(Saved entries)

# # # # # # #

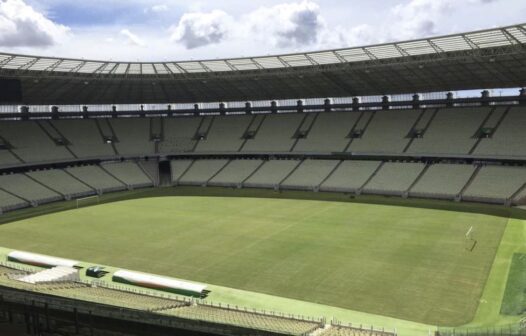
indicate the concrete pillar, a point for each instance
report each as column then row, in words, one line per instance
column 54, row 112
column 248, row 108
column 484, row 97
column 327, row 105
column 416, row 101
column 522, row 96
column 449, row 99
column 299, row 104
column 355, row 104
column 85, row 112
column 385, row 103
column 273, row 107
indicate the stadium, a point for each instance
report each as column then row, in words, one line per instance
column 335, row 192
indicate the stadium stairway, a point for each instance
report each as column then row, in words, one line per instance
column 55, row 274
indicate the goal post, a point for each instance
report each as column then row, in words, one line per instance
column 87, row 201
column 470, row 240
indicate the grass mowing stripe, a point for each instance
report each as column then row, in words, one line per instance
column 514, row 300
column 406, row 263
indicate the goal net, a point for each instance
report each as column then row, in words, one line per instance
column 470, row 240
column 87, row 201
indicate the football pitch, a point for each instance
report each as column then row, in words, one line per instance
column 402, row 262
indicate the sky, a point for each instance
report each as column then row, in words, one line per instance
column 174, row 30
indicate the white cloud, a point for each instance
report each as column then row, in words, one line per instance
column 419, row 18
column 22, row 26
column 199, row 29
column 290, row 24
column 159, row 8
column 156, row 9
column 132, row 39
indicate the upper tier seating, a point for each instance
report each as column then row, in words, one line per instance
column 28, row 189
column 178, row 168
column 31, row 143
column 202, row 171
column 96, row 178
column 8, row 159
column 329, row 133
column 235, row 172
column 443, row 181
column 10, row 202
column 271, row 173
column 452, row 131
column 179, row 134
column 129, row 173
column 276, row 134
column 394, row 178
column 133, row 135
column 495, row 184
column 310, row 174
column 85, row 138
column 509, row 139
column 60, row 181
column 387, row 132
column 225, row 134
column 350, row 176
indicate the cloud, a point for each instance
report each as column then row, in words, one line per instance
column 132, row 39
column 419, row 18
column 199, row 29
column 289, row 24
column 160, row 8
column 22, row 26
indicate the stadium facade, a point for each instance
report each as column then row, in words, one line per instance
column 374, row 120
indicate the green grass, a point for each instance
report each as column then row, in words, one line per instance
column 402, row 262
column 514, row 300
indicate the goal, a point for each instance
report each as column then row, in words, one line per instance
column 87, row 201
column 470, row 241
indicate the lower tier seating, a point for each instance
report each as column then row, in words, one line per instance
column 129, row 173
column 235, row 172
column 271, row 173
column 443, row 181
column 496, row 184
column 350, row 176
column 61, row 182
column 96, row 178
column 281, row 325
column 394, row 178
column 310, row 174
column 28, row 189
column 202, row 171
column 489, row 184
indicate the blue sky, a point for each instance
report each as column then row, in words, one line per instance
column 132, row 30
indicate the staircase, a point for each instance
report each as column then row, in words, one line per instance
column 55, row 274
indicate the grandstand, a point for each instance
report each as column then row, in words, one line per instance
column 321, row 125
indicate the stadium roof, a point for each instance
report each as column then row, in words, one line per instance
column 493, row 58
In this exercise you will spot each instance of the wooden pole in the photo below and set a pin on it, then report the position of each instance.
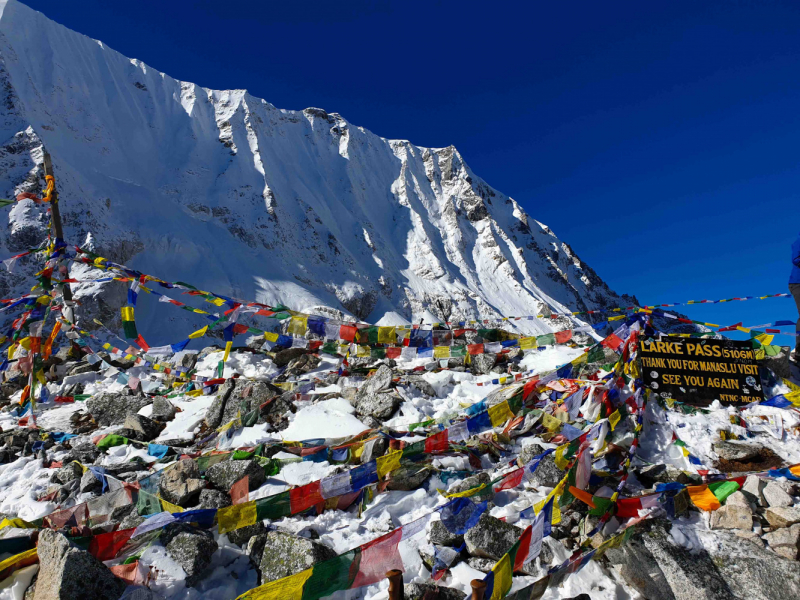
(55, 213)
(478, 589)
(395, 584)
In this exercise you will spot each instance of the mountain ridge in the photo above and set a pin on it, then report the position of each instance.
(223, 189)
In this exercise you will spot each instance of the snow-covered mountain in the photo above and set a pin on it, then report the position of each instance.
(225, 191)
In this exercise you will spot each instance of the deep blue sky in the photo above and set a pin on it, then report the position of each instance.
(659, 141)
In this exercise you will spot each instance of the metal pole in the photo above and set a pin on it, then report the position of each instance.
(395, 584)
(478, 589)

# # # # # # #

**Required work**
Nothing but the lines from the start of the records through the line holding "indicate the stadium, a" should be printed, exactly as written and with the pictures left out.

**Completed task**
indicate the concrete pillar, a point for each instance
report each as column then row, in words, one line per instance
column 54, row 112
column 248, row 108
column 484, row 97
column 327, row 105
column 416, row 101
column 522, row 96
column 449, row 99
column 299, row 104
column 355, row 104
column 85, row 112
column 385, row 103
column 273, row 107
indicate the stadium, a point for each instance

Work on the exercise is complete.